▶ _Provided passage_
2020-05-19T12:51:22+00:00

Nick

Roar Guru


The Barry A material impact is when one team plays more/less than the other, or plays games in modified rules more/less than the other. For perspective of "material impact" check the Dutch and French football League determinations now that the season's were called off.

2020-05-19T12:43:05+00:00

Nick

Roar Guru


Mate, if you want to think this season is an asterisk, it's your call. No other season has been given the asterisk treatment, and I - and a significant chunk of others, including pundits, players and coaches - don't think this season is asterisked either. Dragons don't consider the 2010 premiership to be asterisked. Roosters don't consider the 02 season asterisked. Cowboys don't consider 2015 to be asterisked. Cats in 09 don't consider their AFL flag to be asterisked. Not even in the strike affected American leagues would they asterisk a season that had a severely truncated H/A and full finals series.

2020-05-19T12:37:42+00:00

Nick

Roar Guru


Hey, it's silly to misquote to promote your argument. You and I both know I said no such thing. Refs were told to change their ways mid season. That HAS an impact on the rest of the games. No ifs or buts. It does. All the changes you mention prove MY point. It is a harder season to win now. But it's a fairer season as a result. One team will be inconvenienced.... and that team is the one with the biggest challenges in regular years anyway. We agree to disagree, clearly. But you are in a fairly small minority (as you acknowledged).

2020-05-19T12:18:43+00:00

matth

Roar Guru


What I’m saying is that there has been many different types of seasons including 2020. They either all have asterisks or not. I don’t believe we can single out 2020 as being more of an asterisk than other odd seasons. You may think they all should have an asterisk against them. I don’t

2020-05-19T12:15:46+00:00

matth

Roar Guru


You can go with unprecedented if you like. I’ve certainly never seen it before. I think we agree to disagree on this one.

2020-05-19T12:04:54+00:00

The Barry

Roar Guru


“No team has been materially affected by this” - that’s just not true. I pointed out multiple examples of teams that have been either negatively or positively impacted by the changes to this season Any comp that gets started as normal, paused for nine weeks, has its season shortened, rules changed, draw restructured, travel arrangements altered, scheduling revised, home grounds altered, played behind closed doors and the officiating system changed, before round 3 HAS to be considered differently to the seasons around it. I don’t know how anyone could possibly say otherwise Comparing what’s happened this year to “once upon a time some refs made some bad decisions” is ridiculous

2020-05-19T11:50:52+00:00

The Barry

Roar Guru


But by your own rationale, all the teams are dealing with the same changes and impact. So relatively, it’s no harder So every player and coach has spoken about the multiple external impacts that will have an impact on this competition that have never occurred in the history of the game and you don’t think that marks this season different to any other...

▶ _Records supplied_
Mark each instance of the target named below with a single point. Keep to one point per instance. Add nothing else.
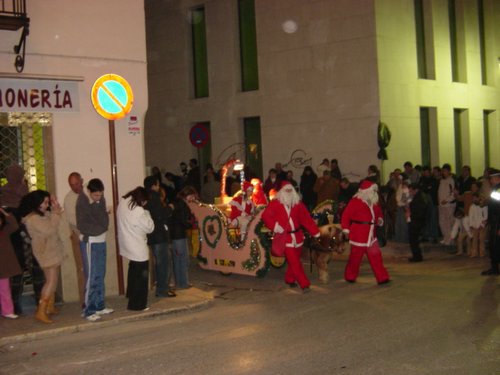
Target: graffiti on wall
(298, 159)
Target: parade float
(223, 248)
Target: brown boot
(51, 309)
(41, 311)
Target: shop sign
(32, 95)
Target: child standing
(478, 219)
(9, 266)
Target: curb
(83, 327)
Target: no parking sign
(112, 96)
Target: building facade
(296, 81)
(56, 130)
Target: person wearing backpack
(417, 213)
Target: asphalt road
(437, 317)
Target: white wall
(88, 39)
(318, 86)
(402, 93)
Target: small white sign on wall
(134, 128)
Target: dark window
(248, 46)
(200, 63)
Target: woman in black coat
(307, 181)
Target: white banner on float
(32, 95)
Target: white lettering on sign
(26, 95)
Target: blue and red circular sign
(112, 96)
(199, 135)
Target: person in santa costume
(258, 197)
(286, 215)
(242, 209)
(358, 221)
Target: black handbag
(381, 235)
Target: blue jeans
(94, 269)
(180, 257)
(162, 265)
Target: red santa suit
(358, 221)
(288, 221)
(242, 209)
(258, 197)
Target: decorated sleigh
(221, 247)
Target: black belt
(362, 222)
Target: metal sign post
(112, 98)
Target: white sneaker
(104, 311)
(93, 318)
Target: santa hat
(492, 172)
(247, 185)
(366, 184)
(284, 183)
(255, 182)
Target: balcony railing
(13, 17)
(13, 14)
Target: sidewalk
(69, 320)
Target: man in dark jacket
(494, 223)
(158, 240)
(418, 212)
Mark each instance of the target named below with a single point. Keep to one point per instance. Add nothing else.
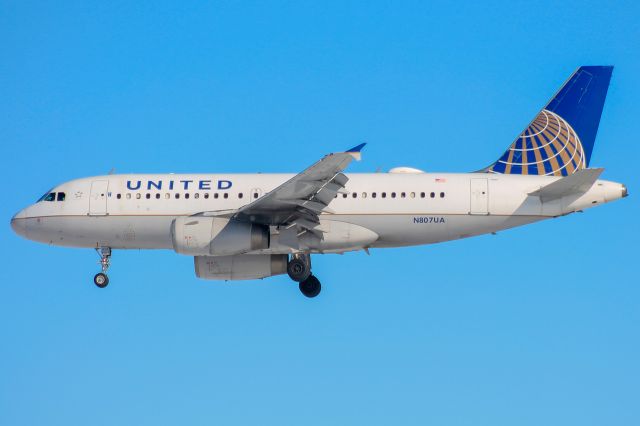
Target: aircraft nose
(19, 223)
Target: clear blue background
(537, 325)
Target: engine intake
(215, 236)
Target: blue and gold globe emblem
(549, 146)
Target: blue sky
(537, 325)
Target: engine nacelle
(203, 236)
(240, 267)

* * *

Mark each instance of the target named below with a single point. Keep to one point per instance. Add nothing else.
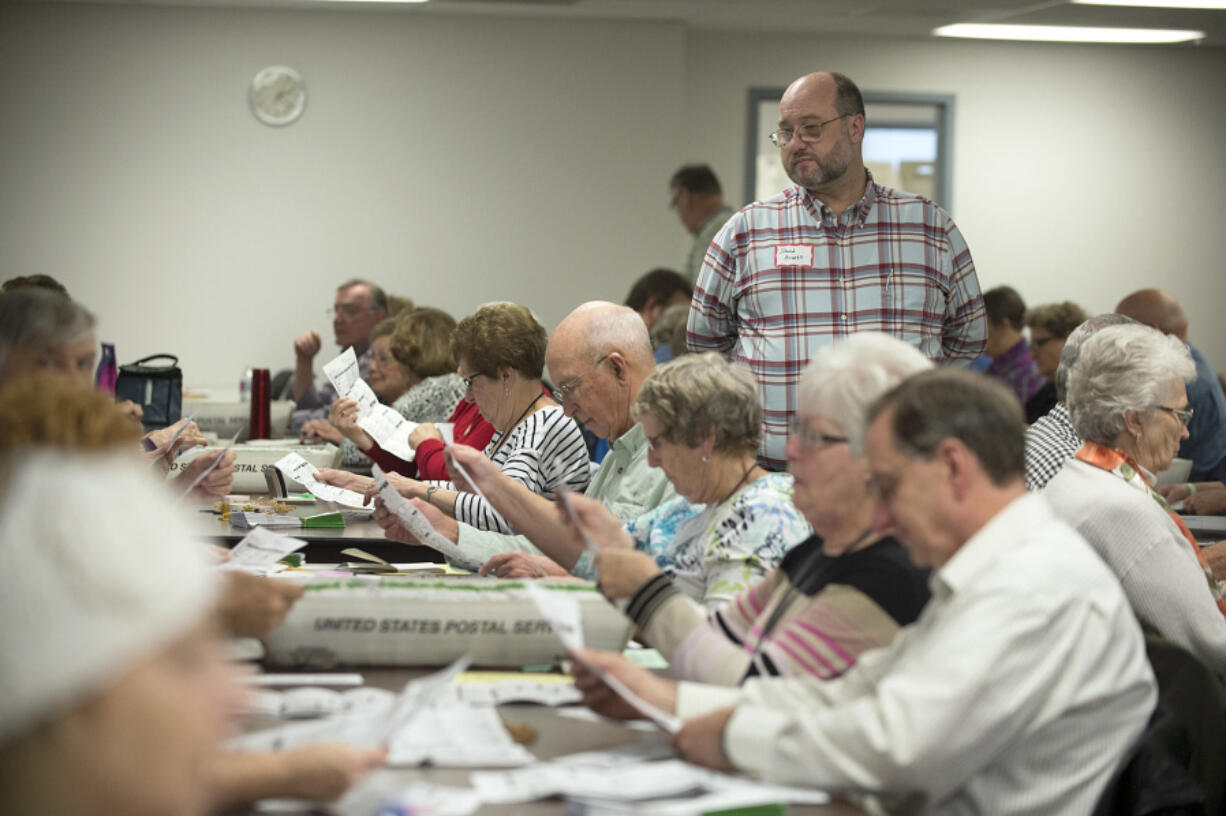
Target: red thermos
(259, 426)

▶ _Tasks to complete_
a: In the comment thread, for how many weeks was the competition paused?
b: Rewrite the comment thread from "2020-05-19T12:15:46+00:00" to "on this one.", with "unprecedented" replaced by "extraordinary".

▶ _Answers for the exercise_
a: Nine weeks.

b:
2020-05-19T12:15:46+00:00

matth

Roar Guru


You can go with extraordinary if you like. I’ve certainly never seen it before. I think we agree to disagree on this one.